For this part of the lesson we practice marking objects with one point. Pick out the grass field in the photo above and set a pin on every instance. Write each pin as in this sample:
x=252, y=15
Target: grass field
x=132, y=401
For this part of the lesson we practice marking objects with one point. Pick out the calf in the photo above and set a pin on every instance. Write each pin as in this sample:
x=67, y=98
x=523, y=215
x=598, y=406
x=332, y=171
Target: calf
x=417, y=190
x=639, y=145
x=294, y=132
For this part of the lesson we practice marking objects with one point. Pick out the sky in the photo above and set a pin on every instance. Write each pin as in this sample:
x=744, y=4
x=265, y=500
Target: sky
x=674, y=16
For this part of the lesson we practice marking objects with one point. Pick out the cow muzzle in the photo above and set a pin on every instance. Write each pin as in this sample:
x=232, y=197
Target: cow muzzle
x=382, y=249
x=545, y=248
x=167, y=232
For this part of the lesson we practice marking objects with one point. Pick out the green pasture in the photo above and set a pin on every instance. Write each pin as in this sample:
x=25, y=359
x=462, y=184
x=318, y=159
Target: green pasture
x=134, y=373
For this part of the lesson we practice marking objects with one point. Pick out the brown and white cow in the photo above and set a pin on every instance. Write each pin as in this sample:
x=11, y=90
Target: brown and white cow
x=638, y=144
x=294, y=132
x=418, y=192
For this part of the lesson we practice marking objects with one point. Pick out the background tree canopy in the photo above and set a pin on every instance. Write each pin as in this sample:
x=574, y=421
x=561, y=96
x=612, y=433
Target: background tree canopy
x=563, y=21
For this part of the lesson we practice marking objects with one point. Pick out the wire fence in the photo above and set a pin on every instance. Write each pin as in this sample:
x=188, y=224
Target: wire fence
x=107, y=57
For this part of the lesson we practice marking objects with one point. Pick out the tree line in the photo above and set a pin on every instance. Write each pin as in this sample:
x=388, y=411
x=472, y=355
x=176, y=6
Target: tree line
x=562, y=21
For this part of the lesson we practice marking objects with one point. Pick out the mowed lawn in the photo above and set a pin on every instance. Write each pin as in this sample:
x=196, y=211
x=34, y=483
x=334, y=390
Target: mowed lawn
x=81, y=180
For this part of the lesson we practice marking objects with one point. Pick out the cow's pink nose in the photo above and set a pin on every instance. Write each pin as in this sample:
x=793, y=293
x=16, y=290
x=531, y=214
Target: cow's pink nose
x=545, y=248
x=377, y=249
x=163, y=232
=-=-=
• WHAT TO DO
Write down exactly the line with "Target: mowed lawn", then each line after it through the end of the data.

• TASK ANSWER
Target: mowed lawn
x=81, y=180
For this part of the lesson we practice marking objects with one point. Pick out the cow's pink nose in the photo above and set a pin on every instance. Write each pin as in this sample:
x=793, y=293
x=16, y=290
x=531, y=214
Target: cow's pink nose
x=545, y=248
x=377, y=249
x=163, y=232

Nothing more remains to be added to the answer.